EXCERPTED PASSAGE.
....
The SBA released a PPP loan forgiveness application on Friday, May 15th along with instructions on completing the form. The application does provide some clearer guidance on some unanswered questions that people have been struggling with since the program started. There is clarity on how to calculate FTE (full time equivalent) employees, how to calculate the salary/hourly wage reductions based on the 1st quarter 2020 actual salary/hourly wage earned and additional guidance on an alternative payroll period date that can be used to calculate payroll costs during an eight week period after receiving loan proceeds.
As suspected, the forgiveness calculation is essentially a two-part formula with the first part consisting of a salary/hourly wage reduction calculated based on an employee’s 1st quarter 2020 actual salary/hourly wage earned versus that earned during the 8 week covered period. The application provides a worksheet that can be used to calculate the salary/hourly wage reduction, which in summary form would need to be at least 75% of an employee’s 1st quarter 2020 salary/hourly wage earned to ensure no reduction in forgiveness. Keep in mind, that this appears to be an employee by employee calculation which may be time consuming to calculate. The good news (at least for restaurants outside of Arizona that do not have a slowing in sales during the summer months) is that there is a safe harbor that can be met eliminating the reduction in forgiveness due to the salary/hour wage reduction if the salary/hourly wage is restored as of June 30, 2020 to the salary/hourly wage rate as of February 15, 2020.
FTE’s employees will be calculated based on a 40-hour work week. There was some speculation that the calculation would be based on a 30-hour work week, similar to what is used in the Affordable Care Act but that is not the case. Also, there is an FTE reduction safe harbor which exempts certain borrowers from the loan forgiveness reduction based on FTE employee levels. Specifically, the borrower is exempt from the reduction in loan forgiveness based on FTE employees if both of the following conditions are met:
(1) the borrower reduced its FTE employee levels in the period beginning February 15, 2020 and ending April 26, 2020
(2) the borrower then restores its FTE employee levels by no later than June 30 2020 to its FTE employee levels in the borrowers pay period that included February 15, 2020.
....
DIRECTIVE A.
Echo the data entries word for word, beginning at the first line and ending with the line containing "positive clicks: (205, 36)", with both ends included.

Data entries:
....
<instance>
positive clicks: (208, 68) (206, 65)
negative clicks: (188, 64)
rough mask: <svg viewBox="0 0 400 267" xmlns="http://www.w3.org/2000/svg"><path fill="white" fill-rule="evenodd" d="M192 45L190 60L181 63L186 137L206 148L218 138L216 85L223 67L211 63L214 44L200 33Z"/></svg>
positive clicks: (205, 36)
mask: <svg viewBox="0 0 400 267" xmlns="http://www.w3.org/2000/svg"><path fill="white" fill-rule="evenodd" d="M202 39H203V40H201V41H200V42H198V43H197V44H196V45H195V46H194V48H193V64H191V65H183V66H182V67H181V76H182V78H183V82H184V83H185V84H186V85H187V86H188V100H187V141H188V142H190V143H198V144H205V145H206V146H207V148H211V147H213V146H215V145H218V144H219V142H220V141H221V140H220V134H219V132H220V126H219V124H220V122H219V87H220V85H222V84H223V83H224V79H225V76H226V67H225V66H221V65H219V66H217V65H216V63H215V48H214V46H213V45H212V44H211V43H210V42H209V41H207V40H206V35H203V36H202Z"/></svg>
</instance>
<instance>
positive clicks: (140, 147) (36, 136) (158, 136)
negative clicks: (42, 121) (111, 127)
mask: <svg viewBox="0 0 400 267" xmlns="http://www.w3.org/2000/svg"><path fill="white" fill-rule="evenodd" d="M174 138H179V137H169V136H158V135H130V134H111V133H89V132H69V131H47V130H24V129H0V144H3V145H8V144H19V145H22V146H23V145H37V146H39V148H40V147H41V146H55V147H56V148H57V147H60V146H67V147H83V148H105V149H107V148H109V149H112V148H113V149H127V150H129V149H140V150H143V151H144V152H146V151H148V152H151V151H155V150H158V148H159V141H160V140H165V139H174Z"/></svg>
....
DIRECTIVE B.
Proceed with the passage on the PPP loan forgiveness application, picking up right after its final sentence.

FINAL ANSWER A.
<instance>
positive clicks: (208, 68) (206, 65)
negative clicks: (188, 64)
rough mask: <svg viewBox="0 0 400 267" xmlns="http://www.w3.org/2000/svg"><path fill="white" fill-rule="evenodd" d="M192 45L190 60L181 63L186 137L206 148L218 138L216 85L223 67L211 63L214 44L200 33Z"/></svg>
positive clicks: (205, 36)

FINAL ANSWER B.
Please note, that if you do not meet the safe harbor exemption, the SBA did release a Q&A a few weeks back that a borrower’s PPP loan forgiveness will not be reduced if the borrower laid off an employee, offered to rehire the same employee, but the employee declined the offer. Be sure to keep written documentation of the offer and the rejection of the offer from the employee as the FTE calculation above can take this into account.
The loan forgiveness application did incorporate a new “alternative payroll covered period” which for administrative purposes allows a borrower to elect to calculate eligible payroll costs using an eight week period that begins on the first day of the borrowers first pay period following their PPP loan disbursement date. For example, if the PPP loan proceeds were received on Monday, April 20th and the first day of the borrowers first pay period following receipt of the loan proceeds is Sunday, April 26th, the first day of the “alternative payroll covered period” is April 26th and the last day is Saturday, June 20th, even though the eight week covered period for other costs may end on Sunday, June 14th.
Lastly, there was some additional guidance on incurred and paid expenses and per the application both payroll and non-payroll costs that have been incurred during the eight week covered period but not paid by the end of the eight week period will still be allowed as long as these expenses are paid by either the next payroll date or the next regular billing date for non-payroll cost.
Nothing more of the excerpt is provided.